_TASK 1_.
In the passage on AGM batteries, what gives Odyssey batteries their relatively high C rating?
_TASK 2_.
From the passage on AGM batteries, copy verbatim the part that opens with the words containing "I’m calling these" and closes with "at Popular Mechanics.".
_TASK 3_.
Translate this sentence from the passage on AGM batteries into Spanish: "They’re put together with spiral wraps of lead, essentially, which gives you more surface area."
BEGIN SELECTED PASSAGE
Odyssey “Dry Cell” Batteries
Odyssey claims they’re using dry cells, in fact, it’s a fairly typical AGM design with glass mats and lead plates. The Odysseys have very low internal resistance, however, which give them a relatively high C rating. They also are fairly high-priced, certainly at the top end of the AGM price scale.
I’m calling these orbital batteries for lack of a better term. Exide and Optima batteries are still AGM batteries, sealed, but they’re a different construction from the standard lead plate array. They’re put together with spiral wraps of lead, essentially, which gives you more surface area. As a result, they have a good C rating, and they’re on the higher end of the cost scale. Here’ s a pretty complete story on them at Popular Mechanics.
They are still going to be heavy- the basic physics of the lead/acid equation is pretty much a given there’s not much you can do about it, but the advantages they give you over a standard plate array make them a popular option.
END SELECTED PASSAGE
BEGIN DATASET EXCERPT
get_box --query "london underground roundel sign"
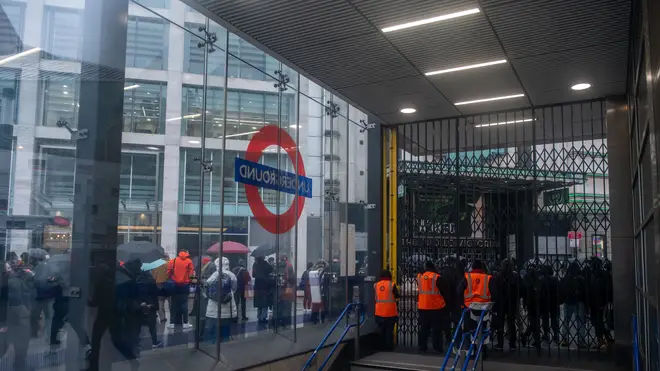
END DATASET EXCERPT
_WRITTEN SOLUTION 1_.
Their very low internal resistance.

_WRITTEN SOLUTION 2_.
I’m calling these orbital batteries for lack of a better term. Exide and Optima batteries are still AGM batteries, sealed, but they’re a different construction from the standard lead plate array. They’re put together with spiral wraps of lead, essentially, which gives you more surface area. As a result, they have a good C rating, and they’re on the higher end of the cost scale. Here’ s a pretty complete story on them at Popular Mechanics.

_WRITTEN SOLUTION 3_.
Están construidas, básicamente, con envolturas en espiral de plomo, lo que te da más área de superficie.